**PROBLEM STATEMENT:** Please repeat every entry, keeping each one exactly the same.

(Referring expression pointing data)
__________

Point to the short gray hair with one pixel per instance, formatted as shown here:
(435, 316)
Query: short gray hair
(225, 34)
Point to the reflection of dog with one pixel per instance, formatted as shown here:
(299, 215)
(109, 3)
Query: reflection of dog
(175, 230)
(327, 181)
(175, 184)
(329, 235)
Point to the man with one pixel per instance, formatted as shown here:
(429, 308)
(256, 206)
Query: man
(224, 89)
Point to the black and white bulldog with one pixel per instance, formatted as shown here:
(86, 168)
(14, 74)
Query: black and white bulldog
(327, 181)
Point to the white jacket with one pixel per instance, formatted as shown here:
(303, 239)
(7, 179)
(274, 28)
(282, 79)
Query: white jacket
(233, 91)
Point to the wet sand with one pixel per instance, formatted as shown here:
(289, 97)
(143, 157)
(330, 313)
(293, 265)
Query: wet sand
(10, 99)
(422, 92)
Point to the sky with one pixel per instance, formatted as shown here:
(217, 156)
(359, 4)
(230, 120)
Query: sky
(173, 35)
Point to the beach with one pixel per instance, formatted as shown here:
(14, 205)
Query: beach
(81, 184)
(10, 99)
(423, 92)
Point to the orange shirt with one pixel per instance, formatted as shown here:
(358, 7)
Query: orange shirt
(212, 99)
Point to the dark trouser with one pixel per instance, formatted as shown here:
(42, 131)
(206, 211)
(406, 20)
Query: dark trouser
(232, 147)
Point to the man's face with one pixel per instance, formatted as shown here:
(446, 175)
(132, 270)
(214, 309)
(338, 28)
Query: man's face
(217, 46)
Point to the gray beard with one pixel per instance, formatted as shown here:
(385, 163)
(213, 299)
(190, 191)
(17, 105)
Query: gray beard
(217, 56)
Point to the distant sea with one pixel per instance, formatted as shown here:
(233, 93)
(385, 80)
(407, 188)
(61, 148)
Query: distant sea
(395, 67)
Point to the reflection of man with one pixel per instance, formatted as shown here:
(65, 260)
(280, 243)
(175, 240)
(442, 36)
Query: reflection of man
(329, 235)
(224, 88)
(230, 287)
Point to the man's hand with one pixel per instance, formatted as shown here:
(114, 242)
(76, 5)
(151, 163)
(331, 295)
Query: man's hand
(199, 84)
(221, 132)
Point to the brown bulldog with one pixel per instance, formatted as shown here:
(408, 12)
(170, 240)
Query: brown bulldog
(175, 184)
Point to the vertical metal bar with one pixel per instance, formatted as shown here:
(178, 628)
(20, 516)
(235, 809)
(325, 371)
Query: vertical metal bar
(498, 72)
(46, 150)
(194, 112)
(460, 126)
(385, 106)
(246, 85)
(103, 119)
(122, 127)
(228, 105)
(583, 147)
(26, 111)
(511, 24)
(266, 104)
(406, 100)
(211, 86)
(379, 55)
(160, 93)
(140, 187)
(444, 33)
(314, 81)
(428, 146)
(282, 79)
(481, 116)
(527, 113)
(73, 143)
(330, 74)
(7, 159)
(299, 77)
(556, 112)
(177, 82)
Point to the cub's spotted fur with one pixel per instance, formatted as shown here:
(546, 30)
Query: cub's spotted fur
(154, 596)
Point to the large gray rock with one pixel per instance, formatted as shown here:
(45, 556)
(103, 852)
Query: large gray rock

__________

**FINISHED TASK:**
Point to the short gray hair with one pixel per instance, formatted as shown here:
(435, 316)
Query: short gray hair
(225, 34)
Point to the reflection of dog with one pixel per instance, formatted as shown here:
(299, 215)
(109, 3)
Query: reflection of dog
(175, 230)
(327, 181)
(175, 184)
(329, 235)
Point to the man with one pixel per instance, formatted as shown here:
(429, 308)
(256, 206)
Query: man
(224, 89)
Point to the black and white bulldog with one pixel per instance, formatted as shown here:
(86, 168)
(14, 74)
Query: black and white bulldog
(327, 181)
Point to the white jacket with one pixel per instance, formatted as shown here:
(303, 239)
(7, 179)
(274, 28)
(282, 79)
Query: white jacket
(233, 91)
Point to the wet sand with one pixel per instance, formatted as shown here:
(289, 97)
(143, 157)
(330, 313)
(293, 265)
Query: wet sand
(10, 99)
(422, 92)
Point to the sky with one pixel per instance, formatted as shown here:
(217, 156)
(359, 4)
(230, 120)
Query: sky
(173, 35)
Point to the beach with one pixel per instance, formatted as shown here:
(14, 205)
Query: beach
(81, 184)
(10, 99)
(423, 92)
Point to the orange shirt with one pixel per instance, formatted as shown here:
(358, 7)
Query: orange shirt
(212, 99)
Point to the dark trouser with one pixel per instance, formatted as shown here:
(42, 131)
(206, 211)
(406, 20)
Query: dark trouser
(232, 147)
Point to the man's face with one pixel per instance, formatted as shown here:
(446, 175)
(132, 270)
(214, 309)
(338, 28)
Query: man's face
(217, 46)
Point to the gray beard with one pixel per instance, formatted as shown here:
(385, 163)
(213, 299)
(190, 191)
(17, 105)
Query: gray beard
(217, 56)
Point to the distant sea with one pixel per instance, formatted as shown here:
(233, 93)
(385, 80)
(407, 188)
(61, 148)
Query: distant sea
(395, 67)
Point to the reflection of man with one pixel per instance, formatted as shown here:
(65, 260)
(280, 243)
(175, 240)
(442, 36)
Query: reflection of man
(329, 235)
(224, 88)
(230, 287)
Point to the man's hand with one pixel per instance, formatted as shown here:
(114, 242)
(76, 5)
(151, 163)
(331, 295)
Query: man's hand
(199, 84)
(221, 132)
Point to the brown bulldog with one pixel per instance, formatted as shown here:
(408, 12)
(170, 240)
Query: brown bulldog
(175, 184)
Point to the vertical metal bar with one pixel per instance, formatted as shown here:
(178, 628)
(20, 516)
(235, 809)
(325, 371)
Query: vertical metal bar
(498, 72)
(46, 150)
(194, 112)
(460, 126)
(385, 106)
(246, 85)
(103, 119)
(122, 127)
(228, 105)
(583, 147)
(26, 111)
(511, 24)
(266, 104)
(406, 100)
(211, 86)
(379, 55)
(160, 93)
(140, 187)
(444, 33)
(314, 81)
(428, 146)
(282, 79)
(481, 116)
(527, 113)
(73, 143)
(330, 74)
(7, 159)
(299, 77)
(556, 112)
(177, 82)
Point to the cub's spotted fur with one pixel per instance, formatted as shown here:
(546, 30)
Query: cub's spotted fur
(154, 596)
Point to the large gray rock with one pixel per instance, formatted as shown here:
(45, 556)
(103, 852)
Query: large gray rock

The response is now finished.